%%

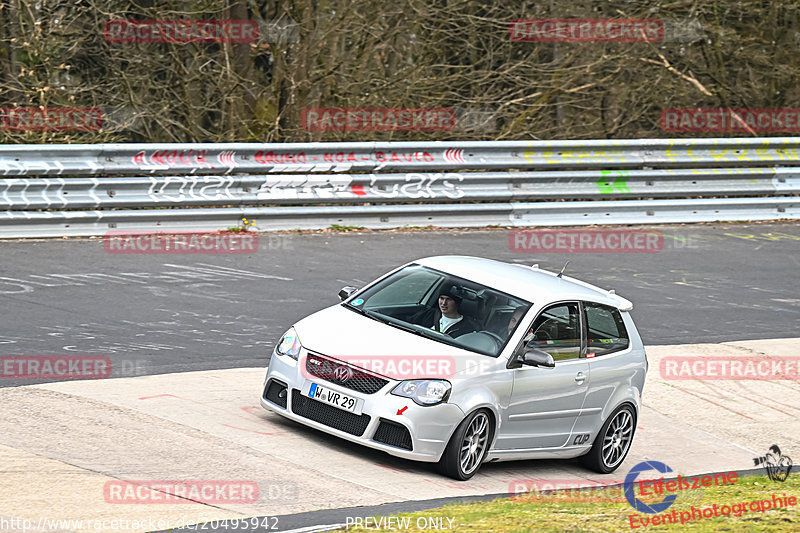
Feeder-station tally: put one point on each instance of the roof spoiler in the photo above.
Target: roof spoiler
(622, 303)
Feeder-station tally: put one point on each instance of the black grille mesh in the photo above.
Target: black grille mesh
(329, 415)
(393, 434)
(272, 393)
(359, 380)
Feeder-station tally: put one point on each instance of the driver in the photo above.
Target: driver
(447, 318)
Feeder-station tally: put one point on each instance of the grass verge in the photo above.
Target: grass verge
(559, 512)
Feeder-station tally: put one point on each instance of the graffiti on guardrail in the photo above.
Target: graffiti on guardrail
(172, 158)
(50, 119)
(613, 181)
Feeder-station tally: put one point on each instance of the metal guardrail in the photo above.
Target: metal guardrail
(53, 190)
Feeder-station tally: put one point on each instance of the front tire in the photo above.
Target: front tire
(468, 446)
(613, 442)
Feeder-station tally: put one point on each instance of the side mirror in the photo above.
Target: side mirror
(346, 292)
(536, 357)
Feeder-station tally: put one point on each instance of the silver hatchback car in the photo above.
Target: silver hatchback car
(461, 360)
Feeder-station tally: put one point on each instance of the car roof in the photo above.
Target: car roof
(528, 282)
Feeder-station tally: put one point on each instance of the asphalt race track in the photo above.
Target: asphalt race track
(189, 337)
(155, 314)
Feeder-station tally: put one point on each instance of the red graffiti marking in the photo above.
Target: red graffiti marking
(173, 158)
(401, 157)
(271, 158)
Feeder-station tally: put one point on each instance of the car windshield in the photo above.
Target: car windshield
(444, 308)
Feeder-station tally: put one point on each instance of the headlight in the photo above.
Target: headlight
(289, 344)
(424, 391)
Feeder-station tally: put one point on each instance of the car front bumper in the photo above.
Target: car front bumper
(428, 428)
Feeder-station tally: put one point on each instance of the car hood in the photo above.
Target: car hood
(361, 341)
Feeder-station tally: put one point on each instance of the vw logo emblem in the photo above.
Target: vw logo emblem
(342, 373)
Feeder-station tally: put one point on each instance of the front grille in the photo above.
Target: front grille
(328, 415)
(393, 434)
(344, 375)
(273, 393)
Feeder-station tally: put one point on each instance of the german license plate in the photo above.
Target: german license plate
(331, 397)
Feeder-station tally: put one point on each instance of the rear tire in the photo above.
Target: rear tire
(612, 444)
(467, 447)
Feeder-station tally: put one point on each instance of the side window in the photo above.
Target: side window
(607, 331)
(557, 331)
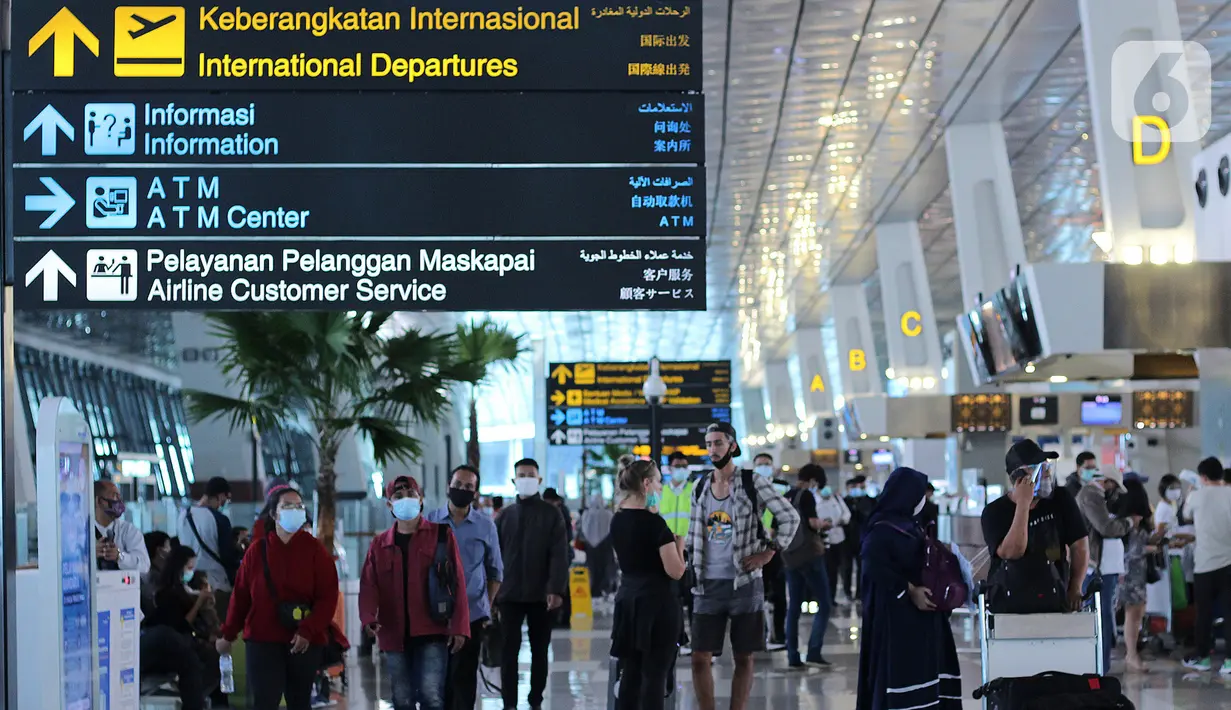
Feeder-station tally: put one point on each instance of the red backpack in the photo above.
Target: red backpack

%%

## Work request
Every line above that holds the string "backpack" should be copied into the answer.

## Output for this task
Feeder-station tally: put one point on each instance of the red backpack in the photo above.
Target: red backpack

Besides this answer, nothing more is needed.